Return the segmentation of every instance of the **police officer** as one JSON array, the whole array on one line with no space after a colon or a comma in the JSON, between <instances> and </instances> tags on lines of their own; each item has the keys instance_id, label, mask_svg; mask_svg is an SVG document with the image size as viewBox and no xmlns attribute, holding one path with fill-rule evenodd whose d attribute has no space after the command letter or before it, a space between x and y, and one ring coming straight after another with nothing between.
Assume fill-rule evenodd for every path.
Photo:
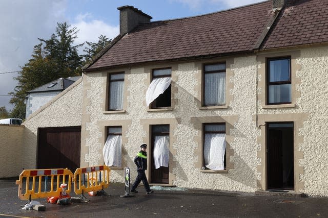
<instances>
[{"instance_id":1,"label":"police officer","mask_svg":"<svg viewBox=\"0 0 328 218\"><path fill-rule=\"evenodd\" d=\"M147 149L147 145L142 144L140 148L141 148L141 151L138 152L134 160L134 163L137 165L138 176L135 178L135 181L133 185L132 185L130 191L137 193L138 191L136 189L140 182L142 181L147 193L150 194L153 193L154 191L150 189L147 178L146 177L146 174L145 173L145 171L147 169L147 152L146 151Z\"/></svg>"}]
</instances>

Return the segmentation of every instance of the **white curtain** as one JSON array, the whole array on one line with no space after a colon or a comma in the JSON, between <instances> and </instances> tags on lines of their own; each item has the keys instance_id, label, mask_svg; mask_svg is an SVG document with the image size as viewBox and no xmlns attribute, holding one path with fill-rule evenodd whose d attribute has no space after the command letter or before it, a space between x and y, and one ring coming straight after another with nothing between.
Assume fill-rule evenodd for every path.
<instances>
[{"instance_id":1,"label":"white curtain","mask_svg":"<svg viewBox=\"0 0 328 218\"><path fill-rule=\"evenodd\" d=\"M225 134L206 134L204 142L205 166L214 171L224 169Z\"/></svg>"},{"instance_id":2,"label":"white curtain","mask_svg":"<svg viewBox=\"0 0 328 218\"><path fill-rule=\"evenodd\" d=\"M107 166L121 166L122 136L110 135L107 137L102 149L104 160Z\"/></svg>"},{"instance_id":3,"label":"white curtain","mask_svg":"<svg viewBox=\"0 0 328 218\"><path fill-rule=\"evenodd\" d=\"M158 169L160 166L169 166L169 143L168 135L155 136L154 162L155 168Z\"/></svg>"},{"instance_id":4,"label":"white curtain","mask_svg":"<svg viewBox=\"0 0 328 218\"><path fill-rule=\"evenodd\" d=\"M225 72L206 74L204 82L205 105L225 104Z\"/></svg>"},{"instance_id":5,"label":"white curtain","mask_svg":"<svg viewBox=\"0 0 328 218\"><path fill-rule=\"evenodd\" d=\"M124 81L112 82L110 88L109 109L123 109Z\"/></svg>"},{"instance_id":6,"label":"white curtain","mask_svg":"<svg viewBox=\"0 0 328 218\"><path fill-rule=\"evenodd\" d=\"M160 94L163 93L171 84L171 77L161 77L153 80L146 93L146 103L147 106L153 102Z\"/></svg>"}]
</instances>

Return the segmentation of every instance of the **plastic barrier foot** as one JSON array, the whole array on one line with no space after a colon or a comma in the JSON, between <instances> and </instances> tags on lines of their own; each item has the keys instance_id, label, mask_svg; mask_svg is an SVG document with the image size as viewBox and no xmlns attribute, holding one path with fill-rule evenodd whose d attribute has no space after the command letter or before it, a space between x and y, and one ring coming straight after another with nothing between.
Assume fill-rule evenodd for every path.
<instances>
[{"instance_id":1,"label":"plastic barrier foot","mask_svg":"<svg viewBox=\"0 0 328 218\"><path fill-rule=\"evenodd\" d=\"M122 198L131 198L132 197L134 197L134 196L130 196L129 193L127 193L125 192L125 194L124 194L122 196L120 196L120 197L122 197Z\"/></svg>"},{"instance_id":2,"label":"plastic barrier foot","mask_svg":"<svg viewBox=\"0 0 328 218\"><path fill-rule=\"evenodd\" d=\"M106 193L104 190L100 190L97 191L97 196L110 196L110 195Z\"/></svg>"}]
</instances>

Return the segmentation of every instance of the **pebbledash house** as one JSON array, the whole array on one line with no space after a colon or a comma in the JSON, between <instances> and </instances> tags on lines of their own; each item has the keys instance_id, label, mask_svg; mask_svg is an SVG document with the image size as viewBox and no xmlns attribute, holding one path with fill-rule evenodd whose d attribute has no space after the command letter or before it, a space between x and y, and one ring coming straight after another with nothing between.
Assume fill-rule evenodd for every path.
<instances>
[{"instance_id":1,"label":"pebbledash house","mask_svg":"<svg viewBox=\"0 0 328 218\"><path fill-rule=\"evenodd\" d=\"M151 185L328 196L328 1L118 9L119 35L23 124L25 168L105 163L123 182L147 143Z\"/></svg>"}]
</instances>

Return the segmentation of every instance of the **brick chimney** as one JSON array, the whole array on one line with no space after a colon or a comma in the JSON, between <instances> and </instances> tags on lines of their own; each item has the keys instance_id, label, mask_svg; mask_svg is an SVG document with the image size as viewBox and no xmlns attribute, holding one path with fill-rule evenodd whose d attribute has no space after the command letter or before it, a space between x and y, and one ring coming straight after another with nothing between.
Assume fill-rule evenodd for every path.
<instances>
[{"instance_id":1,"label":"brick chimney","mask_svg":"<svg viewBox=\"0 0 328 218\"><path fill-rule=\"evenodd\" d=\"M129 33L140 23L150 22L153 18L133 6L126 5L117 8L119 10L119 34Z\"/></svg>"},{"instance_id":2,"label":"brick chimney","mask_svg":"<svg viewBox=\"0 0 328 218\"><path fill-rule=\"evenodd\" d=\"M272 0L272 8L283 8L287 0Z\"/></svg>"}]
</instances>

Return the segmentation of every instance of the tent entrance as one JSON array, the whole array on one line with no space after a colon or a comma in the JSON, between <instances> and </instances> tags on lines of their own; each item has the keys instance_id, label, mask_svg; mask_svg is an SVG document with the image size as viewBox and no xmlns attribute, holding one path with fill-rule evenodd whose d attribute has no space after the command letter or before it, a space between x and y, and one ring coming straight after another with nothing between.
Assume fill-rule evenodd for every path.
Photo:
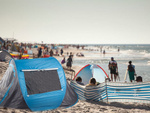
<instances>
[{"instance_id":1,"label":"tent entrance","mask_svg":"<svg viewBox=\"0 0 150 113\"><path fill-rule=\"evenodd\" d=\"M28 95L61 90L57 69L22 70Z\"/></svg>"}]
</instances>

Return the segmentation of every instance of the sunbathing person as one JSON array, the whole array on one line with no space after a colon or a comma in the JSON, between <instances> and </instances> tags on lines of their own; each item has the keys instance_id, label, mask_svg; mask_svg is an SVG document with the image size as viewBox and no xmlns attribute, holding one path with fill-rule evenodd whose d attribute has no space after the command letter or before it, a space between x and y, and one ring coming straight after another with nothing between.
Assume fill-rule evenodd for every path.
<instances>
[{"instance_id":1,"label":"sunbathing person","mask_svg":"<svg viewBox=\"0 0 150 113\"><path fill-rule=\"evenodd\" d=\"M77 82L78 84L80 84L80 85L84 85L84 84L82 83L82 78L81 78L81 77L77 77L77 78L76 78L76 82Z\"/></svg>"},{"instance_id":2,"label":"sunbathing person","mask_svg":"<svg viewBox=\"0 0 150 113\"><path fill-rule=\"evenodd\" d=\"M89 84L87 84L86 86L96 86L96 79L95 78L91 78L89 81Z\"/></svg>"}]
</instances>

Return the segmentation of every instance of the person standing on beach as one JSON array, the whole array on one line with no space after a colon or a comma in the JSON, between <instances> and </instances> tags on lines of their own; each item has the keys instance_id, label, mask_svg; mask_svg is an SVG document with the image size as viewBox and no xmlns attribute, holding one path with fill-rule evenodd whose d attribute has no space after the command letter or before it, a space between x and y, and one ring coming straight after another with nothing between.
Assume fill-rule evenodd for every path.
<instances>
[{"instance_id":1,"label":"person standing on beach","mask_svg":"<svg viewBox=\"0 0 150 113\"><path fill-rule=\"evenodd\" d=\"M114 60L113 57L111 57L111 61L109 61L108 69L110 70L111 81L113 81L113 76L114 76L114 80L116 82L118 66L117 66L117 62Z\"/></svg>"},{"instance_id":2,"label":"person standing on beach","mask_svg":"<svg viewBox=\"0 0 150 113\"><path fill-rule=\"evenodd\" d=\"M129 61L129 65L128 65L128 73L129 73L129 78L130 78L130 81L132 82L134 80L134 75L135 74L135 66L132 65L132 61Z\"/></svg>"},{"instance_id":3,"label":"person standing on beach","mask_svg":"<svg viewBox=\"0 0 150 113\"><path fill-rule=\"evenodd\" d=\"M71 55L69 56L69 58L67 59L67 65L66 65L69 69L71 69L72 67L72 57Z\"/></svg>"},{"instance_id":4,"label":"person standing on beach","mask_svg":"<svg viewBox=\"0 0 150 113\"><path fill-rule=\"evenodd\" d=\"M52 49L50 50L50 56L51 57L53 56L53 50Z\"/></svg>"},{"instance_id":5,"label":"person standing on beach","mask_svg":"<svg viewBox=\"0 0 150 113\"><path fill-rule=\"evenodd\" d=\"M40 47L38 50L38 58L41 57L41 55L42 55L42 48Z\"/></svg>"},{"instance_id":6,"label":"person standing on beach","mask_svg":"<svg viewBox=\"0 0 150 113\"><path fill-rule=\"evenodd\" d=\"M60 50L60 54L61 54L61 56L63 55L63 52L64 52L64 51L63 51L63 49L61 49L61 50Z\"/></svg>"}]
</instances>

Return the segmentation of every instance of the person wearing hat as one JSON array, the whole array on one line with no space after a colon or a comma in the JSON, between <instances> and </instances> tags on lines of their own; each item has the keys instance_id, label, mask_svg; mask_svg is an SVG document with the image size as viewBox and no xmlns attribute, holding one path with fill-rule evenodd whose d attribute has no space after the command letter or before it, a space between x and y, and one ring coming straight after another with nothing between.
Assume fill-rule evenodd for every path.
::::
## GOAL
Rewrite the records from the line containing "Return the segmentation of every instance of the person wearing" through the end of the records, changing "person wearing hat" to "person wearing cap" and leaving everything else unchanged.

## RESULT OF THE EXERCISE
Return the segmentation of every instance of the person wearing cap as one JSON array, the whole array on one line with no space after a colon or a comma in the JSON, between <instances> and </instances> tags on lines of their own; each item has the keys instance_id, label, mask_svg; mask_svg is an SVG document with the image size as viewBox and no xmlns attribute, holding one path with fill-rule evenodd whose d attribute has no space after the command letter or before it, a space between x and y, and one ring coming straight after another with nothing between.
Assume fill-rule evenodd for every path.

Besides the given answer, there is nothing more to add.